- [TASK INSTRUCTIONS]:
Please pick out every line of the material below that contains the string "orange", and copy each one in full. Treat case as significant.

Point annotation material:
__________________________________________________
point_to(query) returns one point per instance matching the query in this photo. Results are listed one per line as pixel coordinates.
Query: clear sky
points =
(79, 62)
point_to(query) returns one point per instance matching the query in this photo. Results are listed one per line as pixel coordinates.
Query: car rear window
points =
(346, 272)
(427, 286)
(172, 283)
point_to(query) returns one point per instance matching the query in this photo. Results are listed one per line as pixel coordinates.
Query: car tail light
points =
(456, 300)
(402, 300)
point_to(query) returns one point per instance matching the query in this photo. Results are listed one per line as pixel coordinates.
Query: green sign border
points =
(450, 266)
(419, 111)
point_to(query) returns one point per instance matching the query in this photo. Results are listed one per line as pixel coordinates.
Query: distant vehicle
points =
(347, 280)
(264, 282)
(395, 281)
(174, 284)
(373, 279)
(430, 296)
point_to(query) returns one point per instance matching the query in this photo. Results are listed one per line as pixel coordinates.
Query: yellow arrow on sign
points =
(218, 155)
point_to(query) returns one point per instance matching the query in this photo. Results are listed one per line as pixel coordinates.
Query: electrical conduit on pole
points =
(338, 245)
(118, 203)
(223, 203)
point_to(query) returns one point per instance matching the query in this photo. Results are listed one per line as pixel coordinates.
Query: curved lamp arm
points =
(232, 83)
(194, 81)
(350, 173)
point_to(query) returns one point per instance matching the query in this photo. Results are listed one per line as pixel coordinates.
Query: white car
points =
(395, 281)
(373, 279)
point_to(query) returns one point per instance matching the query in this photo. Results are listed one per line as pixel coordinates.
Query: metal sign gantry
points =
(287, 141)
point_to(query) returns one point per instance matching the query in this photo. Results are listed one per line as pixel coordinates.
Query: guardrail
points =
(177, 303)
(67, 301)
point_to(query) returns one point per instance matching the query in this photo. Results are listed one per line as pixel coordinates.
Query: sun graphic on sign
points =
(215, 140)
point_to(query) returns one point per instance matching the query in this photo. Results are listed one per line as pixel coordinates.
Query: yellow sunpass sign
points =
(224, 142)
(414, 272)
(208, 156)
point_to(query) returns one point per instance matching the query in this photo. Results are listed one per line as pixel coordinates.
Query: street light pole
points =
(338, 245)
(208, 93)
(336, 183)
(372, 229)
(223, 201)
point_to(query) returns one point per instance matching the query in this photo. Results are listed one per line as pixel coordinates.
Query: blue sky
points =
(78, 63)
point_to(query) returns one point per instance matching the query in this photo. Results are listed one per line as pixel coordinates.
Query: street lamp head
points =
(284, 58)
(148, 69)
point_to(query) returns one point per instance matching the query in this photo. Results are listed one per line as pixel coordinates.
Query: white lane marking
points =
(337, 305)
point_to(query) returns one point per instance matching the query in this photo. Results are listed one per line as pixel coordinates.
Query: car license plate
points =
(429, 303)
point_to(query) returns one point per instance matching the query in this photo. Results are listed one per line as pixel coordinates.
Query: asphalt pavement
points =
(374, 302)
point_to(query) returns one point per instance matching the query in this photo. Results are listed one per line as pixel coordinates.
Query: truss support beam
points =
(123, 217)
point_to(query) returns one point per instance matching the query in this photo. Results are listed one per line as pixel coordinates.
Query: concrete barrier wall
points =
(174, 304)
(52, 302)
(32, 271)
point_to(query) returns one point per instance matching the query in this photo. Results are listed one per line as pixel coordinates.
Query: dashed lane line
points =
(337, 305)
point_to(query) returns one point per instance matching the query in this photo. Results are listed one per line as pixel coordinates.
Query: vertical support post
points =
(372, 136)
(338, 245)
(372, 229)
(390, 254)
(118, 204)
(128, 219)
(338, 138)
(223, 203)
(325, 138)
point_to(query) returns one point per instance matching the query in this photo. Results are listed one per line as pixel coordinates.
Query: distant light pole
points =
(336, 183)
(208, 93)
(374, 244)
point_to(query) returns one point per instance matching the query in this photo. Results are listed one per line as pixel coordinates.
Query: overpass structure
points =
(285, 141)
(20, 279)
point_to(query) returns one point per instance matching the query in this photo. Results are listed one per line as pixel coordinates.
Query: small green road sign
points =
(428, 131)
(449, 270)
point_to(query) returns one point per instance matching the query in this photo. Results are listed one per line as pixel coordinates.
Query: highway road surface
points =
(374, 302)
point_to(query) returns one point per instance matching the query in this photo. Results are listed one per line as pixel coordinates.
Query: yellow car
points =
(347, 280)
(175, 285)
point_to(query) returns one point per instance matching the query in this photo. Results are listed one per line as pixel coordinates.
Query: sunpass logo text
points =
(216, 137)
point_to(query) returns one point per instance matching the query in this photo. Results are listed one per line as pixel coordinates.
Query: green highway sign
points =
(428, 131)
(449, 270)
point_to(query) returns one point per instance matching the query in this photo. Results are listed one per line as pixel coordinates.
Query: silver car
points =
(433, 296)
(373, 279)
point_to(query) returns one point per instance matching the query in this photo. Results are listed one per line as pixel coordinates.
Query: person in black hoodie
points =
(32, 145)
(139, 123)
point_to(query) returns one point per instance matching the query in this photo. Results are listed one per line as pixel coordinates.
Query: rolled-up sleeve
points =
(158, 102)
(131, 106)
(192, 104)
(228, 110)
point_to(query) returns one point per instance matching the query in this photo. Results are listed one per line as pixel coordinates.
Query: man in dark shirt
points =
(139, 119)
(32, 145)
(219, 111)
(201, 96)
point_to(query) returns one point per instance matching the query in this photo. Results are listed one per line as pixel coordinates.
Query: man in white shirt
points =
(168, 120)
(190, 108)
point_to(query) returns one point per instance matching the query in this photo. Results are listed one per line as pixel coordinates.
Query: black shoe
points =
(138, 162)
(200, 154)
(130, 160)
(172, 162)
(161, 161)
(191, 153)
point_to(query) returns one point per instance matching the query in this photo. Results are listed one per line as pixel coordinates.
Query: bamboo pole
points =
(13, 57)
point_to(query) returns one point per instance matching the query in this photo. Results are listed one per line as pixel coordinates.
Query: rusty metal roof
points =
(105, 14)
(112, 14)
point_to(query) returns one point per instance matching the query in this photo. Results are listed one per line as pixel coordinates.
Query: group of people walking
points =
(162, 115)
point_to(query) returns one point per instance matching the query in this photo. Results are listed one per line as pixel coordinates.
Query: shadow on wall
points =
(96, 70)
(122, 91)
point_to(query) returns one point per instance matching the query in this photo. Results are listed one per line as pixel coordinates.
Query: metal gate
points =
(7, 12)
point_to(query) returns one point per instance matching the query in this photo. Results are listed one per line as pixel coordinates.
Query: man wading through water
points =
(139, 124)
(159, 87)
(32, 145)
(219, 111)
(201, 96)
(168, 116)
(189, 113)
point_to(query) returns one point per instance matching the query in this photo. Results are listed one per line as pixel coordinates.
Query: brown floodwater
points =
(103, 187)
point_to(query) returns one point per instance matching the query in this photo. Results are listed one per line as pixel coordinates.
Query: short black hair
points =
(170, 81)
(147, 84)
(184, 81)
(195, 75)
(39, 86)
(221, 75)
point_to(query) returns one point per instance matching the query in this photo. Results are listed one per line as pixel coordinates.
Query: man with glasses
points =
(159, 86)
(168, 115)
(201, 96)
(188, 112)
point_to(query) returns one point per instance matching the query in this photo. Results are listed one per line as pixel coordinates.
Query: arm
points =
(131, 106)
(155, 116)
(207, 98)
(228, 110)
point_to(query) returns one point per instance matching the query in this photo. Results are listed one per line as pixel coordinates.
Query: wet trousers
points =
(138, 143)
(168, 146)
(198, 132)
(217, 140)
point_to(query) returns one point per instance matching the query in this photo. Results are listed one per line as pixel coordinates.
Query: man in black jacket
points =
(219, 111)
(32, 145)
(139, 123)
__________________________________________________
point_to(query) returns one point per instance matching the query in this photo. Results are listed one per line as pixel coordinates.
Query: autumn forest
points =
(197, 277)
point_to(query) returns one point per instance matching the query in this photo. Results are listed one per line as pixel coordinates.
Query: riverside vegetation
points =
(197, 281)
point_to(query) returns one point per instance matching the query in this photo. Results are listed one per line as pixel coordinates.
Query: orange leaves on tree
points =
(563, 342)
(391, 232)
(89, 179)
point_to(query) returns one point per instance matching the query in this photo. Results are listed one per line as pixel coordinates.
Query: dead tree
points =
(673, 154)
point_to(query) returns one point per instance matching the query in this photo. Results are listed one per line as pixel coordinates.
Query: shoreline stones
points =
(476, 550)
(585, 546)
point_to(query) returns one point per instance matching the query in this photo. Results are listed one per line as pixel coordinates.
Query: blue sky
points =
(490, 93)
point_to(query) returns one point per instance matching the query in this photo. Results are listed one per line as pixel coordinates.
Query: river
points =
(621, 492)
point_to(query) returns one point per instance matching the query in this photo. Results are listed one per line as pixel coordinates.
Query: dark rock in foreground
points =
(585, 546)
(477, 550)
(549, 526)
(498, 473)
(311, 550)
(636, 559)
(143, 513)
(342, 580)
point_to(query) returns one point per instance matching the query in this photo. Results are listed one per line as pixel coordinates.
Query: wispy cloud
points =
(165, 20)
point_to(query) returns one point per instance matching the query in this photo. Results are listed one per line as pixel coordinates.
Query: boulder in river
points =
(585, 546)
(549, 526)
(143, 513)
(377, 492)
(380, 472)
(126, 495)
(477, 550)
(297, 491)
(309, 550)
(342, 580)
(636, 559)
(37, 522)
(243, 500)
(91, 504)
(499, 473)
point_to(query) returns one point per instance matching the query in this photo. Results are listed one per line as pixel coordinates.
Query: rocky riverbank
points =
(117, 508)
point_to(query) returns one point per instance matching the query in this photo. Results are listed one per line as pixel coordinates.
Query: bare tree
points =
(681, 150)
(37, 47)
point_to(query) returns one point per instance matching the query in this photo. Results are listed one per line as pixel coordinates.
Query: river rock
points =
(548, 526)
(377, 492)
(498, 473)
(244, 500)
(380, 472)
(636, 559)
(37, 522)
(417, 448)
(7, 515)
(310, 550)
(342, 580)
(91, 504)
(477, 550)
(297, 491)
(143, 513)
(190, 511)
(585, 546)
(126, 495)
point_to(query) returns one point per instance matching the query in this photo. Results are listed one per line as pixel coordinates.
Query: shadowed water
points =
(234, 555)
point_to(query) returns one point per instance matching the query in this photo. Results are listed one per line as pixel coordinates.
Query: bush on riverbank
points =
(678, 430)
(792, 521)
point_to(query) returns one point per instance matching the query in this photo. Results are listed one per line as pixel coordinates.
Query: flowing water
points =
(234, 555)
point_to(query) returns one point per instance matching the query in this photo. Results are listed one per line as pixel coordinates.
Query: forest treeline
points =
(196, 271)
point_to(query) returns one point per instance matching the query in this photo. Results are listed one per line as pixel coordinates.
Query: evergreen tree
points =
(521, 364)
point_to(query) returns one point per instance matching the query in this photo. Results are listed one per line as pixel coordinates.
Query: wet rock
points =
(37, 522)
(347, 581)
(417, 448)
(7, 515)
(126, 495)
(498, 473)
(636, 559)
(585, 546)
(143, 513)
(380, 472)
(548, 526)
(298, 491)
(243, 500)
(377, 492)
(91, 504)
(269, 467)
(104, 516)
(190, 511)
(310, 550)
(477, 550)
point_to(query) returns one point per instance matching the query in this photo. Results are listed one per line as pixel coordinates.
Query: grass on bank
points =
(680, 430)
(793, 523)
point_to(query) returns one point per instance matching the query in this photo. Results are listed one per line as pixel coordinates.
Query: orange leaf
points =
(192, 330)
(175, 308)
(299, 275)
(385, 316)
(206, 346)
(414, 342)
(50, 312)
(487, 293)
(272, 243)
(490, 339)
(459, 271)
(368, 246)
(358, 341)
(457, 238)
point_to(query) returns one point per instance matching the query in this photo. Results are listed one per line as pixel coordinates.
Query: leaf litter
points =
__________________________________________________
- [TASK RESPONSE]:
Query: orange leaves on tree
Query: orange leaf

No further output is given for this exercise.